Your assignment
Show each line of the data below in which "jacket" occurs.

Data
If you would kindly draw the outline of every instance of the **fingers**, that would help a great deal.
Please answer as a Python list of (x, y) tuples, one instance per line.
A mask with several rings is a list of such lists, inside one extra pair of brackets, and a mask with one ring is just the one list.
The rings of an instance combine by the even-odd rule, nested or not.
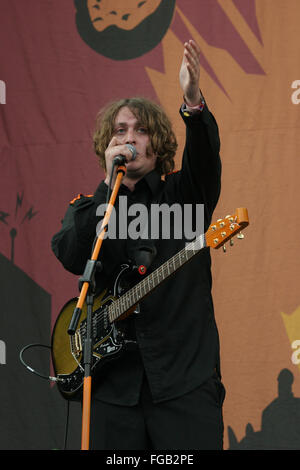
[(111, 139), (111, 141), (109, 142), (107, 148), (111, 148), (111, 147), (114, 147), (115, 145), (117, 145), (117, 138), (115, 136), (113, 136), (113, 138)]
[[(123, 155), (126, 159), (126, 163), (130, 162), (133, 159), (133, 152), (130, 150), (127, 144), (120, 144), (120, 141), (114, 136), (109, 142), (107, 149), (105, 150), (105, 165), (106, 165), (106, 178), (105, 183), (109, 185), (110, 175), (112, 172), (114, 158), (118, 155)], [(112, 184), (116, 176), (116, 168), (114, 171), (114, 176)]]
[(184, 44), (184, 58), (191, 79), (199, 79), (200, 73), (200, 48), (192, 39)]
[(113, 160), (117, 155), (123, 155), (126, 159), (126, 163), (130, 162), (135, 154), (134, 149), (132, 148), (133, 146), (130, 146), (129, 144), (120, 144), (117, 139), (114, 139), (115, 137), (110, 141), (105, 151), (105, 156), (108, 159)]
[(133, 158), (133, 152), (127, 144), (120, 144), (119, 140), (114, 136), (109, 142), (105, 151), (105, 161), (107, 171), (111, 171), (113, 160), (116, 156), (123, 155), (126, 163), (130, 162)]
[(186, 52), (188, 52), (191, 56), (193, 56), (196, 60), (199, 61), (201, 51), (198, 44), (193, 39), (190, 39), (189, 41), (185, 42), (184, 47)]
[(190, 106), (200, 104), (200, 48), (193, 40), (184, 43), (183, 60), (179, 71), (180, 86), (185, 102)]

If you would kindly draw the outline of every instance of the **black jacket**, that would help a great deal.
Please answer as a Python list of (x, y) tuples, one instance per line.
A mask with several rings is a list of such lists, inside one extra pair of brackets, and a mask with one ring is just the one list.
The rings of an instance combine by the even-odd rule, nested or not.
[[(162, 181), (153, 170), (140, 180), (133, 192), (122, 185), (116, 201), (126, 203), (204, 204), (205, 231), (217, 204), (221, 186), (219, 134), (213, 115), (205, 107), (200, 113), (180, 111), (186, 124), (182, 168)], [(52, 249), (64, 267), (82, 274), (91, 257), (97, 207), (105, 203), (107, 186), (100, 183), (92, 197), (80, 196), (69, 205), (61, 230), (54, 235)], [(164, 221), (163, 221), (164, 222)], [(195, 222), (195, 212), (194, 212)], [(172, 234), (172, 230), (171, 230)], [(140, 241), (130, 238), (104, 240), (100, 252), (103, 269), (100, 290), (110, 285), (118, 267), (135, 261)], [(184, 239), (152, 240), (156, 256), (149, 272), (185, 246)], [(94, 395), (106, 402), (134, 405), (138, 402), (146, 373), (153, 400), (164, 401), (183, 395), (219, 370), (219, 337), (211, 296), (211, 258), (204, 248), (175, 275), (161, 284), (140, 304), (140, 313), (126, 322), (137, 347), (126, 351), (94, 379)]]

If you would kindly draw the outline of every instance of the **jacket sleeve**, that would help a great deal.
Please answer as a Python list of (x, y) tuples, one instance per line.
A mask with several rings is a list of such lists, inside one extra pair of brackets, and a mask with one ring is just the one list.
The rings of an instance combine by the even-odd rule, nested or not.
[(51, 248), (65, 269), (82, 274), (91, 258), (96, 227), (100, 217), (97, 207), (106, 201), (107, 186), (102, 182), (93, 196), (79, 195), (70, 202), (61, 229), (51, 240)]
[(208, 228), (221, 191), (220, 138), (216, 120), (205, 105), (203, 111), (180, 114), (186, 126), (182, 167), (175, 186), (184, 203), (204, 204)]

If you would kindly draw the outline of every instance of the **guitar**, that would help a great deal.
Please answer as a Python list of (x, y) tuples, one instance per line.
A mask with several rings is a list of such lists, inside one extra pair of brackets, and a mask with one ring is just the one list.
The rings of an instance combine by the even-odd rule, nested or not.
[[(118, 327), (119, 320), (136, 311), (138, 303), (158, 287), (165, 279), (174, 274), (181, 266), (190, 261), (205, 247), (218, 249), (235, 235), (242, 238), (241, 230), (249, 224), (246, 208), (238, 208), (234, 215), (228, 215), (210, 225), (206, 234), (190, 242), (172, 258), (142, 278), (125, 293), (119, 294), (118, 282), (123, 270), (117, 276), (111, 290), (105, 290), (94, 299), (92, 313), (92, 366), (91, 371), (117, 358), (126, 347), (124, 332)], [(86, 306), (82, 309), (78, 328), (74, 335), (68, 334), (68, 326), (77, 304), (77, 298), (65, 304), (55, 322), (51, 352), (57, 378), (57, 386), (66, 399), (78, 399), (84, 381), (83, 353), (86, 334)], [(129, 341), (130, 342), (130, 341)]]

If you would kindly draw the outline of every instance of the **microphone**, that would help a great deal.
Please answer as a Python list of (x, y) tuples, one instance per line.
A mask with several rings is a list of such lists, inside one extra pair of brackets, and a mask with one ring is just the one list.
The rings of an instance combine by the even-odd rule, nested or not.
[[(135, 160), (136, 159), (136, 148), (131, 144), (126, 144), (126, 146), (128, 147), (128, 149), (130, 150), (130, 152), (132, 154), (131, 160)], [(114, 164), (115, 165), (124, 165), (125, 163), (126, 163), (126, 157), (124, 157), (124, 155), (117, 155), (114, 158)]]

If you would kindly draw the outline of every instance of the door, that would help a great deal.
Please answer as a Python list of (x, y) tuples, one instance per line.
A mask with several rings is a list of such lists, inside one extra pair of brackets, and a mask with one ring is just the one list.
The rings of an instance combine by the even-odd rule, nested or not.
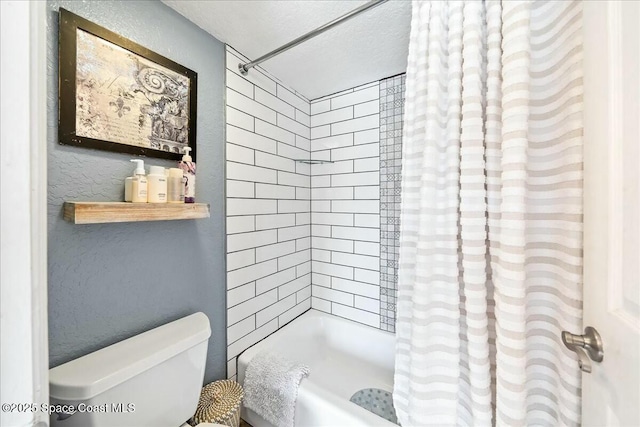
[(640, 2), (584, 2), (584, 426), (640, 426), (639, 68)]
[[(0, 397), (2, 426), (46, 426), (47, 26), (44, 2), (0, 0)], [(10, 405), (11, 406), (11, 405)], [(11, 410), (12, 409), (12, 410)]]

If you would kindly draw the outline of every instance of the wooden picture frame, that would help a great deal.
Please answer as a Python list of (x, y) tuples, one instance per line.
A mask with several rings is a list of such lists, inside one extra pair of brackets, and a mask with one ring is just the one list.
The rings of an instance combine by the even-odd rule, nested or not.
[(197, 74), (60, 8), (60, 144), (196, 159)]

Result
If you would kindly draw the outline of every instance of the **black jacket**, that would help a great deal.
If you would kindly draw the outline of every instance of the **jacket sleeve**, that would help a great deal.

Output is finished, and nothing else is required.